INSTRUCTIONS FOR THE TASK – Set each entry down verbatim, omitting images.

DATA RECORDS –
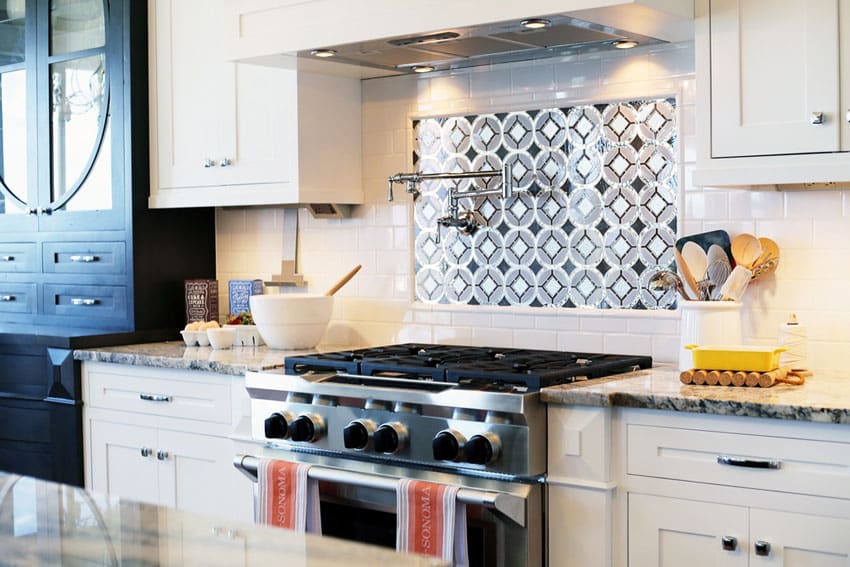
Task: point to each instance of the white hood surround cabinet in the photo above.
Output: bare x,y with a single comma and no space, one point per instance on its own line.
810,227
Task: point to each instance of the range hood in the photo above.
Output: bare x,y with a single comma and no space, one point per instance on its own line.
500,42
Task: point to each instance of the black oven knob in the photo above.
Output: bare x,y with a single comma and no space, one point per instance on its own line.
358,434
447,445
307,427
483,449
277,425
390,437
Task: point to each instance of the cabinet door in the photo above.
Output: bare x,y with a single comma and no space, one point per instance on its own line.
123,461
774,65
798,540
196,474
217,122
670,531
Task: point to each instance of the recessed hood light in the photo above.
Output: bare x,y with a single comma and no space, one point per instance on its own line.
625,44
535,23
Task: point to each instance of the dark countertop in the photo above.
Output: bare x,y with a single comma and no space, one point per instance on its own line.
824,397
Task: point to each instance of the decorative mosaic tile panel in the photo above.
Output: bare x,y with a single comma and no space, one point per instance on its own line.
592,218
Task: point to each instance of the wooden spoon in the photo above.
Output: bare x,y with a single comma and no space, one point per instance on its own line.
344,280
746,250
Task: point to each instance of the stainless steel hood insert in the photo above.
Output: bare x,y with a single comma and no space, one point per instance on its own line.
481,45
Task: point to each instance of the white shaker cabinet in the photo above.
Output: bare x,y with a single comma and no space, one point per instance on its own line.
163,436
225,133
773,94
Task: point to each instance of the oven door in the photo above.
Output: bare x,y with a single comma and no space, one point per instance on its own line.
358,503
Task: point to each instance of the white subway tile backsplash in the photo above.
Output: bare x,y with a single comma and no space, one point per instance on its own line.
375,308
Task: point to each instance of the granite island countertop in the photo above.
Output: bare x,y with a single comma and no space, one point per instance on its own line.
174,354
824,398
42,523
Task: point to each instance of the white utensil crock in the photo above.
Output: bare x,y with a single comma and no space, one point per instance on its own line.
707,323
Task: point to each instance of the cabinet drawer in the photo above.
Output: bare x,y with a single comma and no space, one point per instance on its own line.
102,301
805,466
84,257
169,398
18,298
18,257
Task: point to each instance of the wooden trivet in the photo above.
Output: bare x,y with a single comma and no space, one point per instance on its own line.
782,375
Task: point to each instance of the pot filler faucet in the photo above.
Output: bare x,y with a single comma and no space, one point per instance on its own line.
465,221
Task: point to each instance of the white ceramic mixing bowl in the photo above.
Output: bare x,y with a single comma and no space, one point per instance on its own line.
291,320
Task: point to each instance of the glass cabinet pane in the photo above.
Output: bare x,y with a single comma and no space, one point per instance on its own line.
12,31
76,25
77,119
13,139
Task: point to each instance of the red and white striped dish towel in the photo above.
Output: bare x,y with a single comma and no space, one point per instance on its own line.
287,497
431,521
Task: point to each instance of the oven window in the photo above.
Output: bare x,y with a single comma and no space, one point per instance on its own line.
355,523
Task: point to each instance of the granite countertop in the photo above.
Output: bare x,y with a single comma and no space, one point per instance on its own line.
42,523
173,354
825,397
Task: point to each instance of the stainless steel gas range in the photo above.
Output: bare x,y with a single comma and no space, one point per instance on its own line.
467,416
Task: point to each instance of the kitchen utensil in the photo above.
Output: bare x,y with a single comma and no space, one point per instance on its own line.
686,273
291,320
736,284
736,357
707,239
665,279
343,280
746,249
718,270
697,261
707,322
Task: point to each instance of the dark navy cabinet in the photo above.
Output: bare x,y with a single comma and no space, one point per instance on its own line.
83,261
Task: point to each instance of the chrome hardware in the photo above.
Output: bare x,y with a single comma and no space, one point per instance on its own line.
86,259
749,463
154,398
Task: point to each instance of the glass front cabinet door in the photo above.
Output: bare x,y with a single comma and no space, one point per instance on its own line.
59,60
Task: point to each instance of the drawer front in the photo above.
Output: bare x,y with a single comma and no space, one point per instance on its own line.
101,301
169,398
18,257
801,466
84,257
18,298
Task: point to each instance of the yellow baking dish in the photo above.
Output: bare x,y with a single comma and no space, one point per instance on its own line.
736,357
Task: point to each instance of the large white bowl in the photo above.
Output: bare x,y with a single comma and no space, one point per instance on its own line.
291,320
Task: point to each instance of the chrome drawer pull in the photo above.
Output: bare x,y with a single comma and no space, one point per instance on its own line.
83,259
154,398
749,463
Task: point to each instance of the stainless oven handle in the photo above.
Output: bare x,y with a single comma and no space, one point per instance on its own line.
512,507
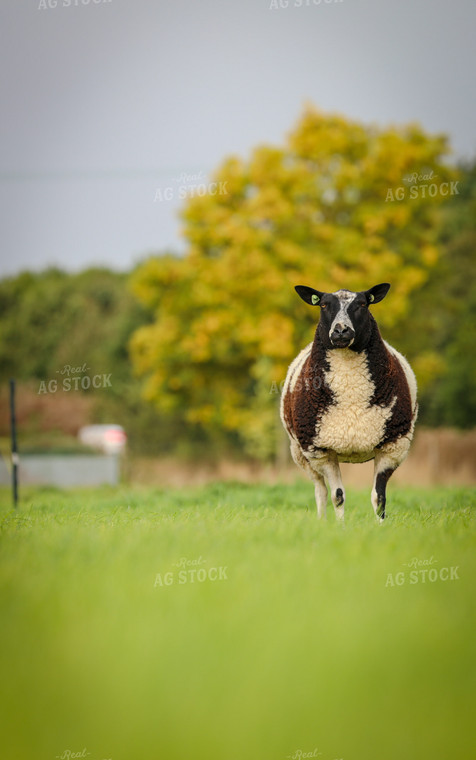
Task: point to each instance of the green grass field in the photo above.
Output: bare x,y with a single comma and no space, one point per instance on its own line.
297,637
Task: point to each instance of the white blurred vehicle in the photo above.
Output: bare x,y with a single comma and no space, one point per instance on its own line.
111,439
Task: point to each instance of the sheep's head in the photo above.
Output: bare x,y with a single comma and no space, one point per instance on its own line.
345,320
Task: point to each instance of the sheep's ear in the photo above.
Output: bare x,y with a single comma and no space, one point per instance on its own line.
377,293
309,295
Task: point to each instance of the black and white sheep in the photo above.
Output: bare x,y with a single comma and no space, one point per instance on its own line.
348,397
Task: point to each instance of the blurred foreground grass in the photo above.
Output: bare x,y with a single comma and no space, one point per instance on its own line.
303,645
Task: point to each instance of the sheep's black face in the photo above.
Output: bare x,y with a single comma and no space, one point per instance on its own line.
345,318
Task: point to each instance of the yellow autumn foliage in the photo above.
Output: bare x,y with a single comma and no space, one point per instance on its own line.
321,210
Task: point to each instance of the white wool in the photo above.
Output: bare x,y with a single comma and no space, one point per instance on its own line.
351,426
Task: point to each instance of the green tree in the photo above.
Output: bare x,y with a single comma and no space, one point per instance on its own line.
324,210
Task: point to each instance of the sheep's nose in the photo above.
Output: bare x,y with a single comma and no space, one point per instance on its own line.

CORRECT RESULT –
Task: point to each instance of the white hood surround cabinet in the photo above.
Output: bare x,y with a single comma and no space, one point per instance on its own line.
810,227
Task: point to each instance of the range hood in the photo above.
Output: bare x,y with a single comma and no space, one point per instance on its own line.
500,42
Task: point to each instance of the black oven knob in the photo above.
Output: bare x,y with a single comma and no space, one point per instance on its own line.
358,434
447,445
307,427
483,449
277,425
390,437
Task: point to each instance of the cabinet door in the photo above.
Output: bare x,y with a single comma and no space, one point per instance on its own line.
123,461
774,65
798,540
196,474
217,122
670,531
Task: point to each instance of the recessed hood light in the photo above.
Output: bare x,y with a single comma and no space, one point per instance on its own line.
625,44
535,23
Task: point to each instance of the dark countertop in the photo above.
Output: bare x,y with a single comma and no space, one point per instance on its own line.
824,397
Task: point to each instance of the decorative mosaic tile panel in the photo above.
Output: bare x,y with a single comma and no space, one point per instance on its own line.
592,218
Task: point to each instance of the wooden spoon in the photo above.
Output: bare x,y with a single comma and no space, one point per instance on its own line.
344,280
746,250
Task: point to each instance of the stainless steel hood insert in the photo above.
Output: bare x,y with a single comma and no space, one point per instance on its own line.
481,45
Task: point to each instance of the white shaker cabinet in the photo above.
Output: bare x,y with a single comma and no space, one point per instance on its own line.
163,436
225,133
773,94
Task: point to each instance of the oven door in the photo above.
Output: bare x,y with a single comma and no space, one point per instance on its own line.
358,503
Task: point to each instance of the white subway tile backsplash in the photo above.
Output: bare x,y with a single comma and no space, one point per instance on its own line.
375,308
Task: point to each instance of the granite island countertop in the photo above.
Output: bare x,y with a single comma and no space, one point per instance on its own line.
174,354
824,398
42,523
Task: point to each instance of the white utensil crock in the photo above.
Output: bare x,y with a single comma and no space, one point per instance on its own line.
707,323
Task: point to each instance of the cabinet drawer in the photo above.
Output: bare x,y with a single comma and no space, one point per instance on its own line.
102,301
805,466
84,257
169,398
18,298
18,257
Task: point to each instance of the wooden trivet in the photo above.
Output: bare x,y with a single comma and no space, one point per instance on its own line.
782,375
Task: point to each instance of the pot filler faucet in the photo above.
Output: bare x,y with a single comma and no space, one point per instance on its own line.
465,221
Task: point to each instance of the white ceramic mixing bowl in the photo above.
Output: bare x,y with a single comma and no space, one point per instance on its own line.
291,320
Task: point to each instance of the glass cabinet pane in the photo above.
Output: bare x,y with a single comma and no space, one point per instance on its own line.
12,31
76,25
77,119
13,139
Task: point to each instance of the red and white striped dish towel in the photo above.
Output: bare x,y with a single comma and no space, one point per instance on its own line.
287,497
431,521
Task: point to each instance of the oven window in the photo above.
Output: bare x,y with a single comma and no space, one point per instance on its own line.
355,523
Task: point to each instance of the granite countertop in the photo above.
Output: bare x,y with a single comma and no space, one point per instance on its own line.
42,523
173,354
825,397
Task: point to each instance of the stainless steel gas range in the photo above.
Output: bare x,y with a single comma and no space, one point per instance on its own line.
467,416
Task: point to each instance of the kitchen utensil in the photo above.
Output: bare x,y with a single comma and no space, one point per instance on its own line.
686,273
291,320
736,284
736,357
707,239
665,279
343,280
746,249
718,270
697,261
707,322
Task: point to each instance of the dark navy cabinet in the photo above.
Output: bare x,y with a single comma and no space, one point per instance on its own line.
83,261
Task: point to each instance of the chrome hardware in the photo above.
Output: bare x,y with a single comma and no space, one point per instance on its own line.
86,259
749,463
154,398
Task: point to each instance of the glass front cabinet door in the photo above.
Output: bare x,y with a single comma and no space, one point per instance on its own line.
59,60
Task: point to each instance of the drawer front in the photo above.
Output: bare x,y with a single comma and no space, one point per instance on its own line.
101,301
169,398
18,257
801,466
84,257
18,298
Task: point to each instance of the yellow baking dish in the photo above.
Output: bare x,y with a single comma and no space, one point per instance on its own line.
736,357
Task: point to each instance of the large white bowl in the photo above.
Output: bare x,y with a single comma and no space, one point per instance on its own line.
291,320
Task: point to each instance of the chrome drawer pull in the photo above.
Output: bare x,y with a single comma and no space, one point per instance on its own line.
83,259
154,398
749,463
Task: point to each instance of the stainless oven handle in the photo above.
Output: bare x,y with a single comma and no space, one point per instance on its own line.
512,507
Task: point to each instance of the green grass field in the photo above.
Output: bare x,y with a single comma and no space, one point per instance on its own line.
297,637
Task: point to each instance of the white blurred vehicle in the photo above.
Output: bare x,y with a single comma and no space, one point per instance on its own line.
111,439
Task: point to each instance of the sheep's head in the photo above.
Output: bare x,y with a single comma and no space, one point per instance on its own line.
345,320
Task: point to each instance of the sheep's ear in the photo above.
Output: bare x,y with a single comma and no space, one point per instance on its own line.
377,293
309,295
Task: point to each instance of the black and white sheep in the photo above.
Output: bare x,y with a single comma and no space, one point per instance on its own line.
348,397
Task: point to each instance of the blurred foreground grass in the photo above.
Output: bare x,y with a single comma and no space, one point per instance on its own line.
303,645
Task: point to each instance of the sheep's black face in the photo above.
Output: bare x,y with a single comma and no space, one point per instance on its own line.
345,318
Task: point to each instance of the yellow autumn foliage in the photo above.
Output: bare x,y with a single comma and no space, one point per instance on its own line.
321,210
Task: point to each instance of the white wool in the photo above.
Output: bare x,y with a single comma and no space, one point per instance on its own line.
351,426
Task: point to each instance of the green tree in the photo above.
Output: bare x,y with a single comma and no space, one point per instance on its own line.
324,210
Task: point to each instance of the sheep's nose in the photo above.
Output: bare x,y with a single comma and no space, one point per instance on its own line.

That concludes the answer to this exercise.